[start Record extracts]
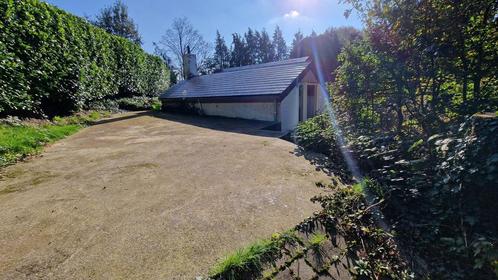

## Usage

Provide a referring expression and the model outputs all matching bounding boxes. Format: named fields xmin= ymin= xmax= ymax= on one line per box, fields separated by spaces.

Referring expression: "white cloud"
xmin=284 ymin=10 xmax=300 ymax=18
xmin=268 ymin=10 xmax=310 ymax=25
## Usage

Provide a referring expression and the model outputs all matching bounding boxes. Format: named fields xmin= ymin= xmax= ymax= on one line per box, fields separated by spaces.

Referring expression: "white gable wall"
xmin=195 ymin=102 xmax=277 ymax=121
xmin=279 ymin=86 xmax=299 ymax=131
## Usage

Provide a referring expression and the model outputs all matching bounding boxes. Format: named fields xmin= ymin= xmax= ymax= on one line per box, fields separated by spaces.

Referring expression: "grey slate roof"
xmin=160 ymin=57 xmax=311 ymax=99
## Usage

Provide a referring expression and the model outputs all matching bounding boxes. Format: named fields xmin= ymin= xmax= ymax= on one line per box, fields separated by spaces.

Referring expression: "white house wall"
xmin=279 ymin=86 xmax=299 ymax=131
xmin=195 ymin=102 xmax=276 ymax=121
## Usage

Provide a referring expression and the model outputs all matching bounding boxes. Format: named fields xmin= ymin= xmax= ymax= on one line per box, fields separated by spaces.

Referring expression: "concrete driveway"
xmin=0 ymin=113 xmax=327 ymax=279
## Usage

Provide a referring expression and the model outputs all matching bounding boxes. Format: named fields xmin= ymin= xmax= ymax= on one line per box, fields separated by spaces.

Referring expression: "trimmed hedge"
xmin=0 ymin=0 xmax=169 ymax=116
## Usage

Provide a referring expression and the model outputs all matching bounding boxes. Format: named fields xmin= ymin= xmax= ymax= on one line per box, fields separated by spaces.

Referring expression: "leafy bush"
[end Record extracts]
▶ [Task requirements] Reproduce every line of the records above verbatim, omitting the pictures.

▶ [Response to this exercise]
## Usage

Provide a referring expression and the model outputs all matching bounding boxes. Format: named fields xmin= ymin= xmax= ymax= on one line per box, fields separated by spaces.

Referring expression: "white cloud"
xmin=284 ymin=10 xmax=300 ymax=18
xmin=268 ymin=10 xmax=310 ymax=25
## Usage

Provide a referring expression and the model outputs all matching bounding boxes. Format: named fields xmin= ymin= xmax= ymax= on one line per box, fields separated by spaces.

Referring expression: "white gable wall"
xmin=195 ymin=102 xmax=277 ymax=121
xmin=279 ymin=86 xmax=299 ymax=131
## Usage

Provide a referring expression and the model outputs all matching bounding boxes. Format: named fields xmin= ymin= xmax= ymax= on one line per box, fields separated by spaces.

Referring expression: "grey slate roof"
xmin=160 ymin=57 xmax=311 ymax=99
## Usage

Provide a referring expression and the model outputs all matching bounding boxes. Format: named fields xmin= ymin= xmax= ymax= on one line per box, fields separated by spaces.

Referring expression: "white house wall"
xmin=279 ymin=86 xmax=299 ymax=131
xmin=195 ymin=102 xmax=276 ymax=121
## Usage

Provide a referring expression and the model outputs all matching bounding boxes. Format: named fields xmin= ymin= xmax= ymax= on one line per box, fields separated by spaces.

Referring expression: "concrete driveway"
xmin=0 ymin=113 xmax=327 ymax=279
## Usage

Provide a referring expression and the model outputs all matching bounding boxes. Format: named fields xmin= ymin= xmax= ymax= on one line per box, fields separated by spaces.

Referring expression: "trimmed hedge"
xmin=0 ymin=0 xmax=169 ymax=116
## Usage

Provide a referring expression and the model outputs all matching bounding boxes. Format: named fields xmin= ymin= xmax= ymax= on one line per box, fields separated by spaces.

Referring expression: "leafy bush"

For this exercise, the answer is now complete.